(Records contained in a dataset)
%%
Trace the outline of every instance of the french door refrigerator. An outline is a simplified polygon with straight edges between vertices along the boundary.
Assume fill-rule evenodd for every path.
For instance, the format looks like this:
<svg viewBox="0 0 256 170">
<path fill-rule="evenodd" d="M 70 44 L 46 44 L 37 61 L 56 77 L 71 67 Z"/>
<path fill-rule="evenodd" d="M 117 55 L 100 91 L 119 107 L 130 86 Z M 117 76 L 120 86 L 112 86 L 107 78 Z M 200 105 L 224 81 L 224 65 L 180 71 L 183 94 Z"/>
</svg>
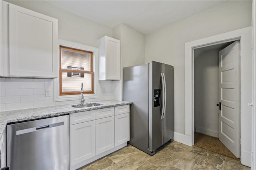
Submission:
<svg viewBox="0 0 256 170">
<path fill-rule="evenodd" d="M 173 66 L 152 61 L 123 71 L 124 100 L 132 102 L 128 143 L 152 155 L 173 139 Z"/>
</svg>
%%
%%
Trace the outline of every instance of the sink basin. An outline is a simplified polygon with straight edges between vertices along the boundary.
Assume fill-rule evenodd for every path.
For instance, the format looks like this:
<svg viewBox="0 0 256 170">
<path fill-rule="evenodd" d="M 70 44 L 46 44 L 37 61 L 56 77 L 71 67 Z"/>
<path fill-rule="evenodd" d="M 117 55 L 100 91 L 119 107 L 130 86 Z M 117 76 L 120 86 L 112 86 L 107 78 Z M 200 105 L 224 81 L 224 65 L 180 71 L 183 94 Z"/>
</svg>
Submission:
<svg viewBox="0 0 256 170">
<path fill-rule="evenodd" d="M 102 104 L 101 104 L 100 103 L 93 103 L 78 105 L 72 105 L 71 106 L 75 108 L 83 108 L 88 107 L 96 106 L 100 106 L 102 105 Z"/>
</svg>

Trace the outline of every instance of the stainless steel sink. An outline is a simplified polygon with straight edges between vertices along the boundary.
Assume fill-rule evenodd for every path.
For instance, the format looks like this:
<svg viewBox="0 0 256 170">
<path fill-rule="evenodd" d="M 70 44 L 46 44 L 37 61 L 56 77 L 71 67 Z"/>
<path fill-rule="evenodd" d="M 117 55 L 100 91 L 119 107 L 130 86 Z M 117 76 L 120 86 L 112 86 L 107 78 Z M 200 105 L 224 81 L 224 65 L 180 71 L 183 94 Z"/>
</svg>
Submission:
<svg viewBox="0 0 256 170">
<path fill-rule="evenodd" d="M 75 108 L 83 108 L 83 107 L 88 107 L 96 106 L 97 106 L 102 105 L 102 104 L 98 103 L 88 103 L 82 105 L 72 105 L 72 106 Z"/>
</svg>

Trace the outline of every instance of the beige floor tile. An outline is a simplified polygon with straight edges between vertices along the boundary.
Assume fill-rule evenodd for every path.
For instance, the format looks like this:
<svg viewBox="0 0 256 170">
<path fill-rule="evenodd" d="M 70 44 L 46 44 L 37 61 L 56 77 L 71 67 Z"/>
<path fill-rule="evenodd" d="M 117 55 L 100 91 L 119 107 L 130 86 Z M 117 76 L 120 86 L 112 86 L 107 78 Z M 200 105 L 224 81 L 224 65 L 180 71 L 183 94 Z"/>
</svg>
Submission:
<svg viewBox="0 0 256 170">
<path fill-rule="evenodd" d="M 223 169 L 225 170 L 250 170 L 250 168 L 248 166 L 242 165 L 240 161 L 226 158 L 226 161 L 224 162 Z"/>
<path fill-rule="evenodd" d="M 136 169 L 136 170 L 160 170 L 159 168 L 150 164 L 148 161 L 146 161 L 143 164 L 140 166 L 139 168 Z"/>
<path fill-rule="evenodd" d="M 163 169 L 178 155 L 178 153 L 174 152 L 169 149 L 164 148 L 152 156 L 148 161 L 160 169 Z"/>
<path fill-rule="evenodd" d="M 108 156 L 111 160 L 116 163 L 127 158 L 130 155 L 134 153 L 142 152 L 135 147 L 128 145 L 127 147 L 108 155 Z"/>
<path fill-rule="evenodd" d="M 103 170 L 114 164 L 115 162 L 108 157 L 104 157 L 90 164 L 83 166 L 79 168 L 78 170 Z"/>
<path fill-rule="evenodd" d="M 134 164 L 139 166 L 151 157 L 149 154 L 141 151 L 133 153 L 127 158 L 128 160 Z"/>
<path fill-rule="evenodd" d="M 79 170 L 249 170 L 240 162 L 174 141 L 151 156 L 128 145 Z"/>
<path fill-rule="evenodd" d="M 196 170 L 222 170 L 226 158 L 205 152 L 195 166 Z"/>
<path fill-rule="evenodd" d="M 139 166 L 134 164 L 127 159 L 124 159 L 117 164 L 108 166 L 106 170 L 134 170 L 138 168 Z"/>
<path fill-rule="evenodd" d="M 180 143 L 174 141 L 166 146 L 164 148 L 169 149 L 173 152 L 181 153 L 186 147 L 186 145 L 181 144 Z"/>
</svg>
%%
%%
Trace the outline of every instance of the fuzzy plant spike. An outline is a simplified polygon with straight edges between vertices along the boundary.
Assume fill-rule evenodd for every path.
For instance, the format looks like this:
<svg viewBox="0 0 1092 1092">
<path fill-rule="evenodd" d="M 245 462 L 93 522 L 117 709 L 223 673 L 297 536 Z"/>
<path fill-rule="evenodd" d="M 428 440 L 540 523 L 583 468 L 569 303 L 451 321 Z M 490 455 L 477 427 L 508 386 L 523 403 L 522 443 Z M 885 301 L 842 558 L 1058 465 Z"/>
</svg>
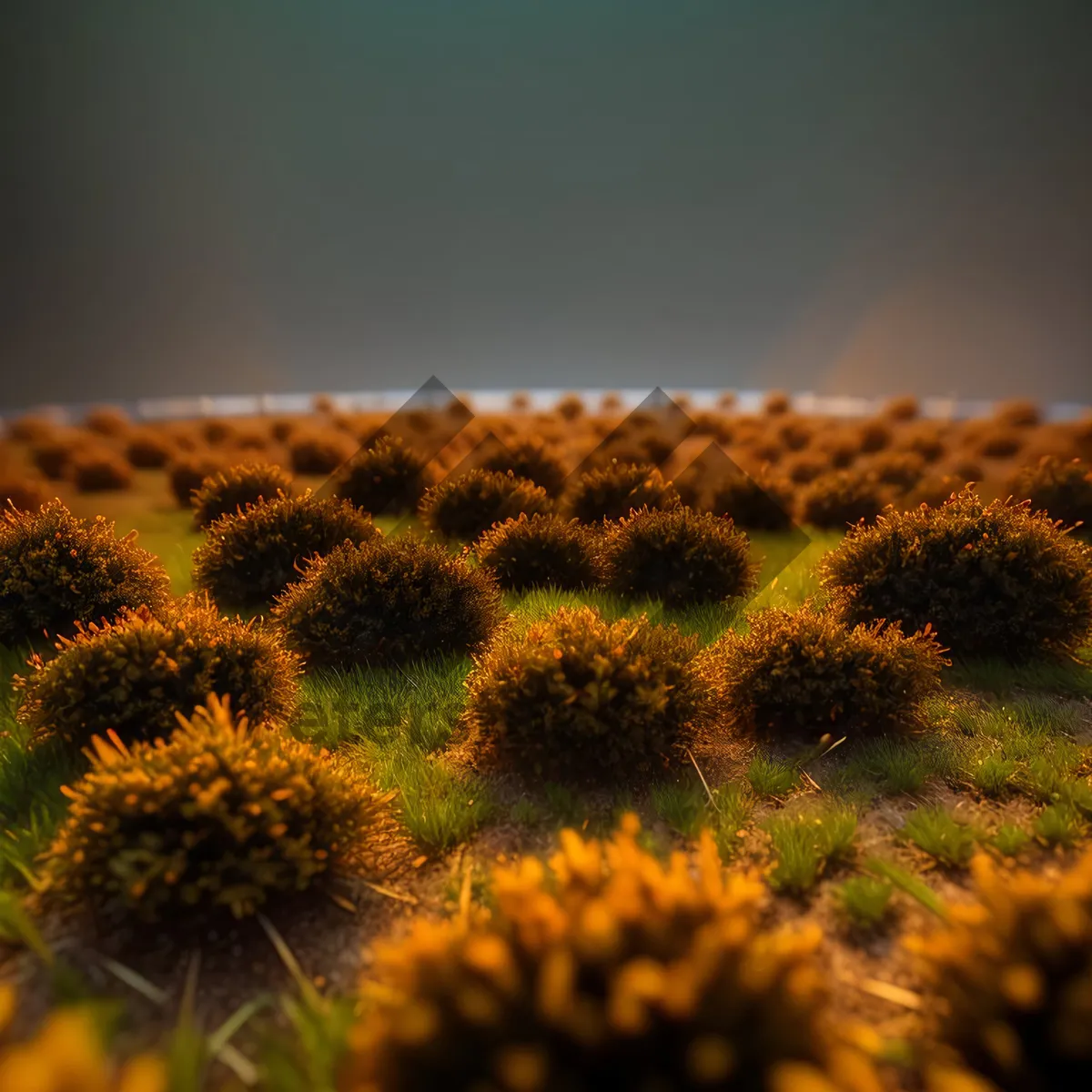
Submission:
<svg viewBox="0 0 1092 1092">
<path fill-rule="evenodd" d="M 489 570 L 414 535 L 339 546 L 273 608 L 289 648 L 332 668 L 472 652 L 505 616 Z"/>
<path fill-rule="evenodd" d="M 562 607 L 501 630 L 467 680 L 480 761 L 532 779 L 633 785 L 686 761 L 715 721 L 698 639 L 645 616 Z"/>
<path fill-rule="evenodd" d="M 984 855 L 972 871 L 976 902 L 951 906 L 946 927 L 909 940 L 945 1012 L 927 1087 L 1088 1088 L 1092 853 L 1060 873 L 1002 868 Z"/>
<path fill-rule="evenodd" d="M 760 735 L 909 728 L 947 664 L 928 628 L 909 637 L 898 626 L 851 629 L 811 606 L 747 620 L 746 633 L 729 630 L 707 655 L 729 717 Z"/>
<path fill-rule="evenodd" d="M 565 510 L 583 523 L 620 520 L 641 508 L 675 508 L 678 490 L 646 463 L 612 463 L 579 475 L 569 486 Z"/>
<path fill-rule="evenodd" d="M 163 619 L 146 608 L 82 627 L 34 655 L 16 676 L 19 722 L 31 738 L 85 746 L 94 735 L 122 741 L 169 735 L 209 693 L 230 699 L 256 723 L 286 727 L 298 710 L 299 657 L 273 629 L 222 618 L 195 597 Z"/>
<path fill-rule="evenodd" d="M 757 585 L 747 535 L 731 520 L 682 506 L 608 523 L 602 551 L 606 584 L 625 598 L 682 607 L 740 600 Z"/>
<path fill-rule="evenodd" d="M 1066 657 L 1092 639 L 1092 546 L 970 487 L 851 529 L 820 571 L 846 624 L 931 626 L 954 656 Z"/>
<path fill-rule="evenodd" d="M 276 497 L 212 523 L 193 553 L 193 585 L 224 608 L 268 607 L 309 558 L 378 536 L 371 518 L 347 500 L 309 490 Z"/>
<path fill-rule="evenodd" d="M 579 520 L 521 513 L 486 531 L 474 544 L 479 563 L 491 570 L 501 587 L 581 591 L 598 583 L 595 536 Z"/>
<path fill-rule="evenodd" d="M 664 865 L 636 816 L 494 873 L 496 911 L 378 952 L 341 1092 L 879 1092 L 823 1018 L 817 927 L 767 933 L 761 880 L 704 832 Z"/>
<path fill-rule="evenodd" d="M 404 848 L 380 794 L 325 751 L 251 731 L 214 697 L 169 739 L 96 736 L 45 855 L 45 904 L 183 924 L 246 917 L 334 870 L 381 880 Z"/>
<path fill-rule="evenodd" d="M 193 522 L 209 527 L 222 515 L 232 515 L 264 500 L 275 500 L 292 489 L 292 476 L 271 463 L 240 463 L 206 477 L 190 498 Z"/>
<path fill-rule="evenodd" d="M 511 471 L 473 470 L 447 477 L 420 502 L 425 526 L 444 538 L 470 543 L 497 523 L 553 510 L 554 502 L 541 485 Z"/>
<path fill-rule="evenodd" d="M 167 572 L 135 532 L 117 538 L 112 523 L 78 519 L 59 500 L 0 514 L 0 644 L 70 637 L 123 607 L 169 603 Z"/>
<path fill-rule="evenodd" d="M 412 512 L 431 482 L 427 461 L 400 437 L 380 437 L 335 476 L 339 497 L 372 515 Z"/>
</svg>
%%
Please report each line of the listing that contains the string "straight", treating uppercase and lowercase as different.

Trace the outline of every instance of the french door refrigerator. An outline is a simplified polygon with straight edges between vertices along the boundary.
Trace the outline of every instance of the sink basin. An outline is a simplified polygon with straight edges between vertices along the boundary.
Trace the outline of every instance of the stainless steel sink. An outline is a simplified polygon with straight edges between vertices along the boundary.
Trace the outline of every instance of the beige floor tile. An outline is a simplified polygon with straight edges between vertices along the boundary.
Trace the outline of every instance of the fuzzy plant spike. An outline is a simplified polygon with straight edges between vertices along the boundary.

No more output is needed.